++++ RECORDS TO USE
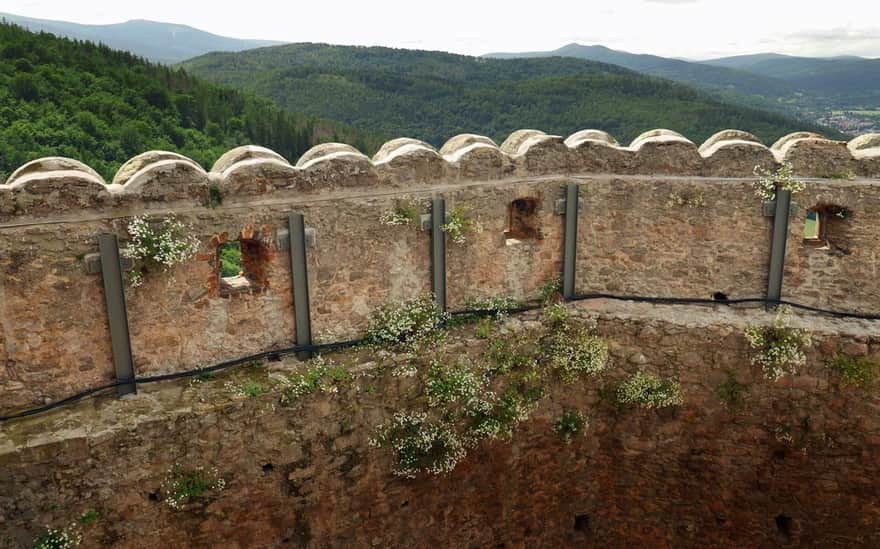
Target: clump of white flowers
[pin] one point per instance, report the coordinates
(459, 225)
(322, 375)
(778, 348)
(404, 213)
(406, 323)
(783, 179)
(420, 444)
(59, 538)
(573, 351)
(446, 384)
(161, 244)
(649, 391)
(184, 485)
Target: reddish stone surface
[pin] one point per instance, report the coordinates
(702, 474)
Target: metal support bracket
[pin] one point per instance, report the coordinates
(438, 251)
(777, 245)
(426, 221)
(92, 263)
(559, 206)
(282, 238)
(300, 282)
(572, 207)
(114, 294)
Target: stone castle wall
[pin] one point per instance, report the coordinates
(660, 217)
(794, 464)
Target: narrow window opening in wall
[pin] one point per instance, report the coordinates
(522, 221)
(783, 526)
(824, 227)
(241, 266)
(813, 226)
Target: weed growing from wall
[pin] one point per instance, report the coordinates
(471, 399)
(861, 372)
(783, 178)
(420, 444)
(778, 349)
(321, 375)
(569, 424)
(157, 245)
(404, 213)
(649, 391)
(550, 291)
(730, 391)
(59, 538)
(182, 486)
(571, 348)
(459, 225)
(406, 324)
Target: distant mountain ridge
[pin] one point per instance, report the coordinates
(433, 96)
(159, 42)
(843, 91)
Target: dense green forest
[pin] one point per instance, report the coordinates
(433, 95)
(60, 97)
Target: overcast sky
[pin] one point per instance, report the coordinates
(695, 29)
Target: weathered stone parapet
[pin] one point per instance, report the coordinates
(165, 176)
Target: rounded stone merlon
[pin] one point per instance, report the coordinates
(476, 149)
(246, 152)
(817, 157)
(736, 158)
(867, 145)
(256, 176)
(326, 149)
(391, 147)
(513, 143)
(577, 138)
(738, 144)
(658, 135)
(342, 168)
(782, 141)
(68, 183)
(141, 161)
(167, 180)
(51, 164)
(463, 140)
(728, 135)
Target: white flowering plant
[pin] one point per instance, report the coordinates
(322, 375)
(650, 391)
(459, 225)
(573, 350)
(490, 417)
(182, 486)
(420, 444)
(406, 323)
(157, 245)
(778, 348)
(59, 538)
(404, 213)
(769, 181)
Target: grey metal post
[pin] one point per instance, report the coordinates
(300, 282)
(114, 294)
(438, 251)
(777, 246)
(572, 197)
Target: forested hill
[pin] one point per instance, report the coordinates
(433, 95)
(101, 106)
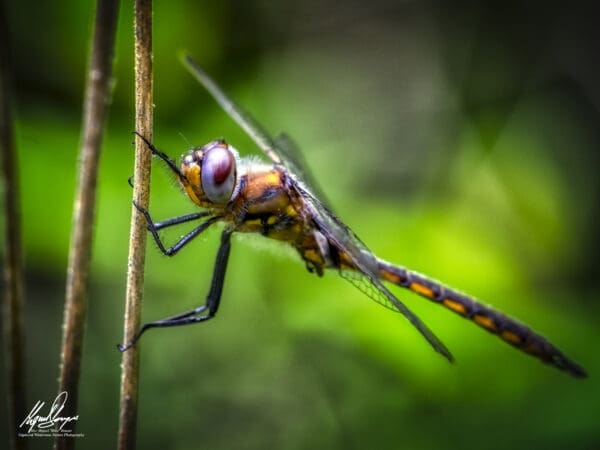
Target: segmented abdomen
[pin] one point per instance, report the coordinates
(510, 330)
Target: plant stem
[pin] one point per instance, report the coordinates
(137, 252)
(95, 110)
(14, 342)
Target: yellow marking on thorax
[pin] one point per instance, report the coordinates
(455, 306)
(258, 183)
(421, 290)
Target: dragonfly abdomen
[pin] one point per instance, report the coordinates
(508, 329)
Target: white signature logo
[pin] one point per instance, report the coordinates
(37, 421)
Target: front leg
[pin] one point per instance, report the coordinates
(154, 227)
(212, 299)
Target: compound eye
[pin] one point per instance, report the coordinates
(218, 174)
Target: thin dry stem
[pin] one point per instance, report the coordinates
(137, 252)
(94, 115)
(14, 345)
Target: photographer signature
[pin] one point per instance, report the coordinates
(38, 421)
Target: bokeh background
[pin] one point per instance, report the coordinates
(458, 139)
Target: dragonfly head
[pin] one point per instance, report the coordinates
(210, 173)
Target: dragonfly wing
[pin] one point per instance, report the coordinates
(293, 160)
(362, 269)
(252, 128)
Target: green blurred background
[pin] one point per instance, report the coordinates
(459, 140)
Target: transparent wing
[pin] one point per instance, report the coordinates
(294, 161)
(236, 112)
(281, 150)
(361, 268)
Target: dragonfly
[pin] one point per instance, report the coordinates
(280, 200)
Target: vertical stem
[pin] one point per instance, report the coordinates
(14, 350)
(95, 110)
(137, 253)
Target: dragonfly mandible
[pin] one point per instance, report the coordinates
(279, 200)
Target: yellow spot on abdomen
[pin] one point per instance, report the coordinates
(511, 337)
(484, 321)
(389, 276)
(421, 290)
(455, 306)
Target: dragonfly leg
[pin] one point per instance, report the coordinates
++++++++
GIVEN REQUEST — Rewrite all the records with every instance of "report the coordinates" replaced by "give the x and y values", keeping everything else unchanged. Omit the pictures from your output.

THE SOLUTION —
Target: clump of white flowers
[pin] one point per instance, give the x and y values
(459, 225)
(322, 375)
(778, 348)
(404, 213)
(406, 323)
(783, 179)
(420, 444)
(59, 538)
(573, 351)
(446, 384)
(161, 244)
(649, 391)
(184, 485)
Target: reddish stone surface
[pin] one point per instance, give the x and y values
(702, 474)
Target: metal support bracket
[pin] one point per instance, give the x and y values
(438, 251)
(777, 245)
(426, 221)
(92, 263)
(559, 206)
(282, 238)
(300, 282)
(572, 207)
(114, 294)
Target: stone castle wall
[pin] one point per instance, give the x and y values
(660, 217)
(794, 464)
Target: narrow window opening in wall
[pin] one point per instance, give the x and y values
(522, 221)
(783, 526)
(824, 227)
(241, 266)
(813, 226)
Target: weed growing from wall
[pin] one point per instance, give the x and y values
(471, 399)
(861, 372)
(783, 178)
(420, 444)
(778, 349)
(321, 375)
(569, 424)
(157, 245)
(404, 213)
(649, 391)
(550, 291)
(730, 391)
(59, 538)
(182, 486)
(571, 348)
(459, 225)
(406, 324)
Target: distant mountain ridge
[pin] one point per instance, give the x and y values
(433, 96)
(159, 42)
(843, 91)
Target: dense green forest
[pin] one point per instance, give the x and y values
(433, 95)
(60, 97)
Target: overcast sky
[pin] one point per instance, give the x and y values
(695, 29)
Target: weathered stone parapet
[pin] one point per instance, give the x and y values
(165, 176)
Target: rounded stone merlon
[pin] one point per instance, give the x and y values
(476, 149)
(246, 152)
(817, 157)
(736, 158)
(867, 145)
(256, 176)
(326, 149)
(391, 147)
(513, 143)
(577, 138)
(738, 144)
(658, 135)
(342, 168)
(782, 141)
(68, 183)
(141, 161)
(167, 180)
(51, 164)
(463, 140)
(728, 135)
Target: white flowering plant
[pin] one point per instance, give the x and y values
(322, 375)
(650, 391)
(459, 225)
(573, 350)
(490, 417)
(182, 486)
(420, 444)
(406, 323)
(157, 245)
(778, 348)
(59, 538)
(404, 213)
(769, 181)
Target: grey metal post
[pin] one point per instance, give the x and y values
(300, 282)
(114, 294)
(438, 251)
(777, 246)
(572, 197)
Target: forested hill
[pin] one point per instance, give the x and y values
(433, 95)
(101, 106)
Target: segmented abdomen
[pin] one point per instance, give the x and y values
(510, 330)
Target: plant stem
[pin] one point per instance, give the x and y values
(137, 252)
(95, 110)
(14, 342)
Target: yellow marking on thorax
[pin] one point per instance, give the x and y values
(455, 306)
(258, 183)
(421, 290)
Target: dragonfly abdomen
[pin] one point per instance, give the x and y values
(508, 329)
Target: white signature logo
[pin] one point per instance, give the x and y values
(37, 421)
Target: front leg
[pin] one point per instance, give the x and y values
(154, 227)
(212, 299)
Target: compound eye
[pin] one point per instance, give the x and y values
(218, 174)
Target: thin dry stem
[pin] one point per instance, give the x and y values
(137, 252)
(94, 115)
(14, 345)
Target: photographer signature
[pin] one point per instance, give the x and y values
(38, 421)
Target: bokeh background
[pin] one point per instance, give the x and y values
(458, 139)
Target: dragonfly head
[pin] one point per instance, give the x and y values
(210, 173)
Target: dragonfly wing
[pin] one point per instance, give the x and y values
(293, 160)
(362, 269)
(252, 128)
Target: green blurred background
[pin] one point per instance, give the x and y values
(459, 140)
Target: transparent wing
[pin] one point per instance, give the x and y values
(294, 161)
(236, 112)
(281, 150)
(361, 268)
Target: dragonfly
[pin] one point per instance, give the x and y values
(280, 200)
Target: vertical stem
[pin] one point per instance, give the x and y values
(14, 350)
(95, 110)
(137, 253)
Target: dragonfly mandible
[pin] one point per instance, give the x and y values
(279, 200)
Target: yellow spot on abdomen
[pin] one point per instance, give the x and y values
(511, 337)
(484, 321)
(389, 276)
(421, 290)
(455, 306)
Target: dragonfly leg
[pin] one point per instance, give the x and y values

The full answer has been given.